ZADANIA PISEMNE:
1. Odpowiedz na pytania do tekstu o korupcji w ukraińskiej służbie celnej:
(a) Jaka instytucja według ukraińskich mediów generuje gigantyczną dziurę w finansach publicznych?
(b) Ile co najmniej stracił ukraiński budżet w sierpniu i wrześniu z powodu korupcji w służbie celnej?
(c) Jak nazywa się cytowany przez agencje ekspert gospodarczy?
2. Przytocz z tekstu o korupcji w ukraińskiej służbie celnej cały fragment od słów „Równolegle ze wzmacnianiem” aż po słowa „przy rosnącym imporcie.”.
3. Wypisz wszystkie źródła niedoboru wpływów celnych, które wskazuje ekspert w tekście o korupcji w ukraińskiej służbie celnej.

PODANY TEKST:
:::

Równolegle ze wzmacnianiem kontroli drobnych przedsiębiorców Państwowa Służba Fiskalna promująca dotyczące ich zmiany, sama generuje gigantyczną dziurę w finansach publicznych – informują ukraińskie media.

Według szacunków przedstawionych przez ukraińskich ekspertów tylko w sierpniu i wrześniu tego roku z powodu korupcji w służbie celnej wchodzącej w skład Państwowej Służby Fiskalnej ukraiński budżet stracił co najmniej 15 mld hrywien, czyli ok. 600 mln dolarów niezapłaconych należności z tytułu cła. O tyle niższe były wpływy celne w porównaniu z analogicznym okresem zeszłego roku i to przy rosnącym imporcie.

Cytowany przez agencje ekspert gospodarczy Walery Kłoczko wskazuje na źródła tego niedoboru – to zaniżanie wartości celnej towaru, „szary import” czyli przewożenie towaru przez przenoszących niewielkie partie tragarzy otrzymujących zapłatę od kilograma przeniesionego przez punkt kontrolny ładunku i „czarna kontrabanda” – przepuszczanie przez granicę ładunków bez kontroli.

:::

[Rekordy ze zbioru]
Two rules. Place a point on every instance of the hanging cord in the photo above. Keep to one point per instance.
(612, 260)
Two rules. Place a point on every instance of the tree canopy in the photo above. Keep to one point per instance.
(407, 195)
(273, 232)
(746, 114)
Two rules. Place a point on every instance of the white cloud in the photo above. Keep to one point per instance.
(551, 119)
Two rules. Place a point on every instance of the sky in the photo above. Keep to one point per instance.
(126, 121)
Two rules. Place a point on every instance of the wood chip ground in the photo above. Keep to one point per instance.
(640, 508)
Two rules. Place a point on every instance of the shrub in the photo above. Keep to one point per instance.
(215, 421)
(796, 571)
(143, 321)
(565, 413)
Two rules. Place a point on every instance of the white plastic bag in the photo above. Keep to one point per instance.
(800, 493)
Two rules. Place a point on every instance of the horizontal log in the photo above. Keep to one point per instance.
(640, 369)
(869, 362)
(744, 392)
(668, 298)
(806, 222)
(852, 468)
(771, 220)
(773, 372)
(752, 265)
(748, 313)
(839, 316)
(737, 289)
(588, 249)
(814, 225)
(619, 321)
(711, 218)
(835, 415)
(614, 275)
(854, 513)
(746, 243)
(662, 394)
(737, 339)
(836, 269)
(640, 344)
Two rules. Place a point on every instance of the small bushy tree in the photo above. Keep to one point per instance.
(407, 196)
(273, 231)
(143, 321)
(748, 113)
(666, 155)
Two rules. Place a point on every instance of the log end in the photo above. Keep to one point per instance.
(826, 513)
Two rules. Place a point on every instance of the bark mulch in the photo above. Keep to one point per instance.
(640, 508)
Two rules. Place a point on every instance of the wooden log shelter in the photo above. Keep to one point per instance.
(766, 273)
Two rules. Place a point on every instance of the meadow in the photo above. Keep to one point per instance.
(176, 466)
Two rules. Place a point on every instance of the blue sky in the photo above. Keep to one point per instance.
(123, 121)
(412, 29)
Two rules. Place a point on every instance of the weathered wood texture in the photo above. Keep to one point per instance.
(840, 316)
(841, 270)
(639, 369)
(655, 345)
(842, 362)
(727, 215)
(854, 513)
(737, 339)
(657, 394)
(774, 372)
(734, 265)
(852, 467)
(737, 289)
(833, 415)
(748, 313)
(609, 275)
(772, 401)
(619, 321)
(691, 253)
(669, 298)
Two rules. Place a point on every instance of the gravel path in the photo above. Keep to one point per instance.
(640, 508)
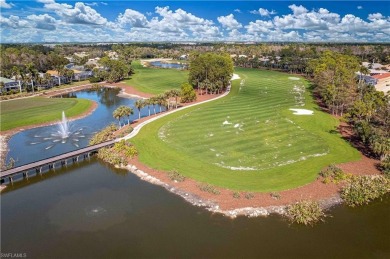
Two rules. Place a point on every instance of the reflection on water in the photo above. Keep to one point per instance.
(41, 143)
(90, 211)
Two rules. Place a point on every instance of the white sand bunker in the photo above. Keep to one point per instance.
(235, 77)
(301, 112)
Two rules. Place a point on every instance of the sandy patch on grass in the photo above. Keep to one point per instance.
(302, 112)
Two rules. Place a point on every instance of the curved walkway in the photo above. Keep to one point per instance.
(140, 126)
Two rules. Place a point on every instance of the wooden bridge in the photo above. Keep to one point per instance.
(51, 161)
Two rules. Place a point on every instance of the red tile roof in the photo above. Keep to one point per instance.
(381, 76)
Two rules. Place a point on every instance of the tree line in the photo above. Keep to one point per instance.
(364, 108)
(185, 94)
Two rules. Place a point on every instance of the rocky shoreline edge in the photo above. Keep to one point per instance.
(215, 208)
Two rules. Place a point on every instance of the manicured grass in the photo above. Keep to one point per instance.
(156, 80)
(37, 110)
(274, 149)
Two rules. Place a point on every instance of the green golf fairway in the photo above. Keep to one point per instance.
(37, 110)
(156, 80)
(249, 140)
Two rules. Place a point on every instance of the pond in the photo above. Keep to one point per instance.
(168, 65)
(39, 143)
(92, 210)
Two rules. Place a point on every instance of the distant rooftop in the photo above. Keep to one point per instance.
(6, 80)
(381, 76)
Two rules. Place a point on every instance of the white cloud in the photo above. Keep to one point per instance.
(13, 21)
(132, 17)
(79, 14)
(259, 26)
(375, 16)
(297, 10)
(4, 4)
(43, 21)
(77, 22)
(313, 20)
(180, 16)
(229, 22)
(92, 4)
(263, 12)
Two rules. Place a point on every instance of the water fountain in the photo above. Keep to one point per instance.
(63, 127)
(64, 133)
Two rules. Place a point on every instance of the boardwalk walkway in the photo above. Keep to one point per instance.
(52, 160)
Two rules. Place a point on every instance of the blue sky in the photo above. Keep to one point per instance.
(129, 21)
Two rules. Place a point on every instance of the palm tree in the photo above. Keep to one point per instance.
(48, 80)
(381, 146)
(161, 101)
(147, 103)
(175, 93)
(17, 73)
(153, 101)
(139, 104)
(2, 85)
(127, 111)
(32, 74)
(69, 74)
(117, 114)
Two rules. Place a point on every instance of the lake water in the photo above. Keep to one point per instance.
(38, 143)
(92, 210)
(168, 65)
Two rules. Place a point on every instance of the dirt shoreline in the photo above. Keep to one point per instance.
(6, 135)
(262, 204)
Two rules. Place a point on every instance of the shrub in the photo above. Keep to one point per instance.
(305, 212)
(94, 80)
(108, 156)
(249, 195)
(275, 195)
(104, 135)
(363, 189)
(333, 174)
(236, 195)
(125, 132)
(176, 176)
(126, 148)
(208, 188)
(188, 93)
(384, 166)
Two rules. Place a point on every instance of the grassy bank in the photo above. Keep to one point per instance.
(156, 80)
(249, 140)
(38, 110)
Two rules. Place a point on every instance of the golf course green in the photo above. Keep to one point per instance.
(156, 80)
(249, 140)
(38, 110)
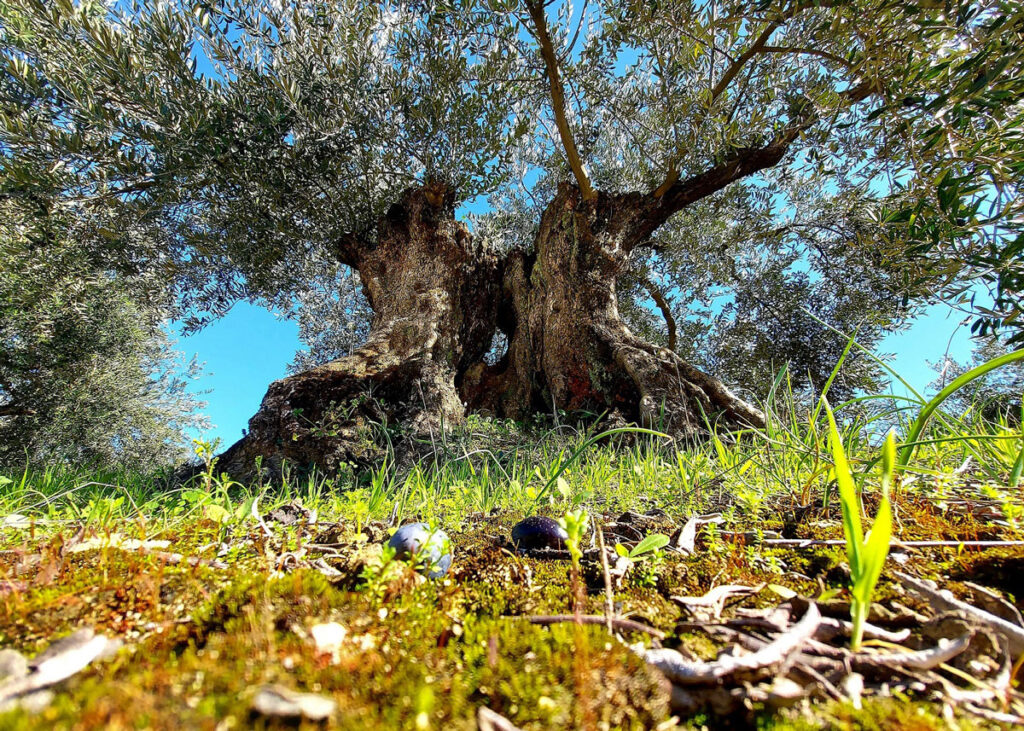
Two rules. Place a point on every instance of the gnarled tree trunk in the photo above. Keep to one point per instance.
(569, 348)
(434, 294)
(438, 299)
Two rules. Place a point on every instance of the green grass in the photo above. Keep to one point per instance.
(224, 631)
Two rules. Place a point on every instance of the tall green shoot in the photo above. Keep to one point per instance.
(866, 554)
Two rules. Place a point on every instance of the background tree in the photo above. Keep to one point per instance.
(87, 373)
(997, 395)
(611, 140)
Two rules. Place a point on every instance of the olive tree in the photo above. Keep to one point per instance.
(612, 140)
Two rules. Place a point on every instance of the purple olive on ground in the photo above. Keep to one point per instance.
(538, 531)
(431, 549)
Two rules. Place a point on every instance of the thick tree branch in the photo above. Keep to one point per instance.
(737, 66)
(537, 14)
(757, 47)
(663, 304)
(742, 162)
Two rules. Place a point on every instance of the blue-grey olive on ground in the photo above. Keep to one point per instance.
(430, 548)
(538, 531)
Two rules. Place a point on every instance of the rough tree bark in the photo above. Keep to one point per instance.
(439, 297)
(434, 292)
(569, 348)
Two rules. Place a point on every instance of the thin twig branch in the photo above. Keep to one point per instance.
(539, 17)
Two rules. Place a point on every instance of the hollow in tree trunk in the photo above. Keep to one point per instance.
(438, 298)
(568, 347)
(434, 293)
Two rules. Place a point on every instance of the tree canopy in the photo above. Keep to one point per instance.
(822, 156)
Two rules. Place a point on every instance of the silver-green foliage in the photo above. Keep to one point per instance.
(87, 372)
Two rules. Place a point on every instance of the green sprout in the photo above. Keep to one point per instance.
(866, 554)
(648, 553)
(574, 523)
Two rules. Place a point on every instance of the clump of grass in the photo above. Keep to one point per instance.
(866, 554)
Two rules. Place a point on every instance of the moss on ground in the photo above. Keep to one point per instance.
(418, 654)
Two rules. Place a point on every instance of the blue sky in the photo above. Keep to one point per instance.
(250, 347)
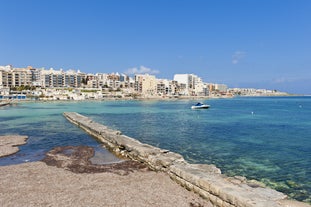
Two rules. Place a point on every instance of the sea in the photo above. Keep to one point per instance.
(262, 138)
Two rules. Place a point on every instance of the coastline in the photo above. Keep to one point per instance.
(206, 180)
(38, 184)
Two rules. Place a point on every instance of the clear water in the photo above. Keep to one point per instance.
(268, 139)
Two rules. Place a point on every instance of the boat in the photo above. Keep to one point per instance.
(200, 106)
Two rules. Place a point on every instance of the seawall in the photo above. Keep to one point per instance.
(206, 180)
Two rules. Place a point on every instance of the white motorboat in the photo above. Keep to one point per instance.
(200, 106)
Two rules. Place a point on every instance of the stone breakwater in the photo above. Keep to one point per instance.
(206, 180)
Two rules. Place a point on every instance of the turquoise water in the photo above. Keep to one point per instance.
(268, 139)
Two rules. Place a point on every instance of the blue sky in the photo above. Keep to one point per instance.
(241, 43)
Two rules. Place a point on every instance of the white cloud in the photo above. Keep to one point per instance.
(237, 56)
(141, 70)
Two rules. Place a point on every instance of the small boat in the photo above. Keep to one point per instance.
(200, 106)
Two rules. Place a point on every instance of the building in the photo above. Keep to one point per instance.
(146, 85)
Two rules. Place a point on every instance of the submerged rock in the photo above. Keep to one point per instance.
(77, 159)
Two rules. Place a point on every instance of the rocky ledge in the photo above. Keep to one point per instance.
(77, 159)
(203, 179)
(9, 143)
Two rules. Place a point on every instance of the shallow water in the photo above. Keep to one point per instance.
(268, 139)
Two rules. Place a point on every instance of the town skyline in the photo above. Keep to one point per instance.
(256, 44)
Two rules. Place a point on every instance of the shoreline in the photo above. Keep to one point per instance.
(206, 180)
(125, 184)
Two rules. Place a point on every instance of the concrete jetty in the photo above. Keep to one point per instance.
(206, 180)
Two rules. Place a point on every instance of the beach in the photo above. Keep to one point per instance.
(38, 184)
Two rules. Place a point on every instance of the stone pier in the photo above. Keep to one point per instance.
(206, 180)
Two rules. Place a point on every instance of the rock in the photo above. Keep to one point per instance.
(9, 143)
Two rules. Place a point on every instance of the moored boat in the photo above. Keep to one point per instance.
(200, 106)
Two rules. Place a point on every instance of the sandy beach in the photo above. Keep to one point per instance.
(39, 184)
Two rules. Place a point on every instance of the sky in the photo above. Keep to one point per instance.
(241, 43)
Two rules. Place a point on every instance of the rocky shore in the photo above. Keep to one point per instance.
(206, 180)
(66, 177)
(9, 143)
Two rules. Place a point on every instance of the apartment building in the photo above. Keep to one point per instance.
(146, 84)
(59, 78)
(14, 77)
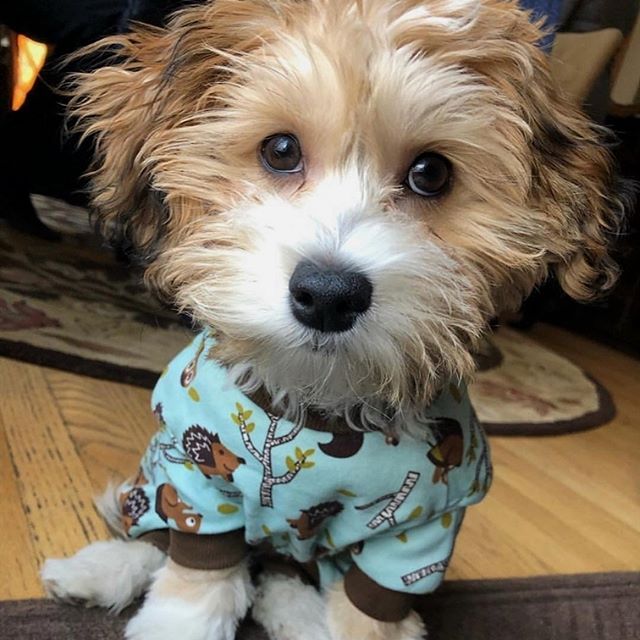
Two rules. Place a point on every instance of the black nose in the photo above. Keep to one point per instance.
(328, 300)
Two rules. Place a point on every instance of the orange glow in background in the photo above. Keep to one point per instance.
(29, 61)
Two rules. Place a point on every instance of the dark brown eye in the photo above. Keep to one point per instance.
(281, 153)
(429, 175)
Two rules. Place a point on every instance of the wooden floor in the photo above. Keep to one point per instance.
(558, 505)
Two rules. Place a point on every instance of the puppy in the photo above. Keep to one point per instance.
(341, 193)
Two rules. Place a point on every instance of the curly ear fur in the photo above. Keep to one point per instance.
(573, 182)
(146, 89)
(574, 178)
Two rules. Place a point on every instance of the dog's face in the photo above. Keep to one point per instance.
(347, 190)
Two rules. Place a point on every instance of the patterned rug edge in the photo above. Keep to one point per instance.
(604, 414)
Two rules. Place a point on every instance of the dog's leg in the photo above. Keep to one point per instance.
(289, 609)
(346, 622)
(107, 574)
(190, 604)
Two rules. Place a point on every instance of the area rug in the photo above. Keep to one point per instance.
(72, 306)
(583, 607)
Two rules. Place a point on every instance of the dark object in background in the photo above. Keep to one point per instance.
(36, 155)
(6, 71)
(615, 319)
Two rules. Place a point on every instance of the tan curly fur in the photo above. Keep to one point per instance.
(366, 85)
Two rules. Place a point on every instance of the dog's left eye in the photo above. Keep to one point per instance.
(281, 153)
(429, 175)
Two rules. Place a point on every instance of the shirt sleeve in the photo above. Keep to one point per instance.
(413, 560)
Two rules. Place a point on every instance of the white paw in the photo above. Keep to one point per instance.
(185, 604)
(289, 609)
(107, 574)
(346, 622)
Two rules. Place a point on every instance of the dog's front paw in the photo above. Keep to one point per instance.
(186, 604)
(108, 574)
(346, 622)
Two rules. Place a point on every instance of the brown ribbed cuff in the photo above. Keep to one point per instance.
(158, 538)
(207, 552)
(375, 601)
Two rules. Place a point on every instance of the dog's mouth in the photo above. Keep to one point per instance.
(324, 343)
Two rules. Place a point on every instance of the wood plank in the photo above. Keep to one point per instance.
(17, 555)
(109, 423)
(55, 491)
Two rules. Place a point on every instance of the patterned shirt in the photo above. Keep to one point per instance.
(220, 463)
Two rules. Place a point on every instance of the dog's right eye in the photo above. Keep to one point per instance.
(281, 153)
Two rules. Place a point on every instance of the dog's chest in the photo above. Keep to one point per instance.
(312, 492)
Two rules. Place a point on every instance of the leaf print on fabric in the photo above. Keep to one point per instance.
(447, 451)
(264, 457)
(228, 509)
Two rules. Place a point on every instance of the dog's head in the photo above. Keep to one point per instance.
(347, 190)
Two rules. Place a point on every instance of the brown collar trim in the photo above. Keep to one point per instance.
(314, 420)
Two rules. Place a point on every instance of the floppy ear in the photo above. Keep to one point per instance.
(575, 181)
(118, 107)
(149, 82)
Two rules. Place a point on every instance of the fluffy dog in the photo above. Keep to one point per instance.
(343, 193)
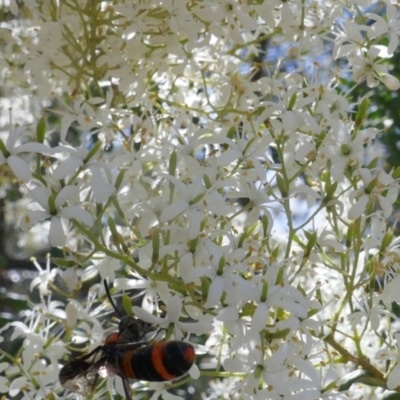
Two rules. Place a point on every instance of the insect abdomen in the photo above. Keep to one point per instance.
(163, 361)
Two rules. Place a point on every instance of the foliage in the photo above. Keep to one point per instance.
(210, 156)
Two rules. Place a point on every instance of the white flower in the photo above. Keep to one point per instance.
(56, 208)
(378, 187)
(368, 66)
(173, 315)
(10, 153)
(345, 149)
(45, 276)
(387, 354)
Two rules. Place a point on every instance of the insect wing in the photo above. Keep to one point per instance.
(127, 388)
(78, 376)
(81, 373)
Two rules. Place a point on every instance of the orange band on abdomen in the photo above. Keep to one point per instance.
(157, 360)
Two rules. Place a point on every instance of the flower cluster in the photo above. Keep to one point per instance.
(209, 160)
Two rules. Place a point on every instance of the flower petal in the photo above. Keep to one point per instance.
(75, 212)
(20, 168)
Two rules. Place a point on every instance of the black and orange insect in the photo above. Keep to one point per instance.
(129, 355)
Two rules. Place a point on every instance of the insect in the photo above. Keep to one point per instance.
(129, 355)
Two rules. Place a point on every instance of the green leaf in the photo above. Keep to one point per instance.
(62, 262)
(359, 376)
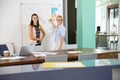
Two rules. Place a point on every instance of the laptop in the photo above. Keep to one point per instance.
(26, 50)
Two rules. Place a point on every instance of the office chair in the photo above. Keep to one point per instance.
(87, 56)
(56, 58)
(3, 47)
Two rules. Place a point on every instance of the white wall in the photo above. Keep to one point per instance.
(10, 25)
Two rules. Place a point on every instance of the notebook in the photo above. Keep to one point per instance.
(26, 50)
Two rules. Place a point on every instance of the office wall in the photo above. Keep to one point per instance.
(86, 23)
(10, 20)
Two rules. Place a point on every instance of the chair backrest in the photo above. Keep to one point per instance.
(56, 58)
(87, 56)
(3, 47)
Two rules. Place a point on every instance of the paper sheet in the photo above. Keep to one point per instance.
(43, 54)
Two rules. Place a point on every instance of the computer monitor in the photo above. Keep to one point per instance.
(26, 50)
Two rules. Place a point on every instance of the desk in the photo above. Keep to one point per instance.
(101, 54)
(94, 70)
(102, 39)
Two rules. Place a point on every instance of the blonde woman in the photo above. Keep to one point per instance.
(36, 32)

:::

PEŁNE ROZWIĄZANIA:
1.
(a) Państwowa Służba Fiskalna.
(b) Co najmniej 15 mld hrywien, czyli ok. 600 mln dolarów.
(c) Walery Kłoczko.

2.
Równolegle ze wzmacnianiem kontroli drobnych przedsiębiorców Państwowa Służba Fiskalna promująca dotyczące ich zmiany, sama generuje gigantyczną dziurę w finansach publicznych – informują ukraińskie media.

Według szacunków przedstawionych przez ukraińskich ekspertów tylko w sierpniu i wrześniu tego roku z powodu korupcji w służbie celnej wchodzącej w skład Państwowej Służby Fiskalnej ukraiński budżet stracił co najmniej 15 mld hrywien, czyli ok. 600 mln dolarów niezapłaconych należności z tytułu cła. O tyle niższe były wpływy celne w porównaniu z analogicznym okresem zeszłego roku i to przy rosnącym imporcie.

3.
- zaniżanie wartości celnej towaru
- „szary import”
- „czarna kontrabanda”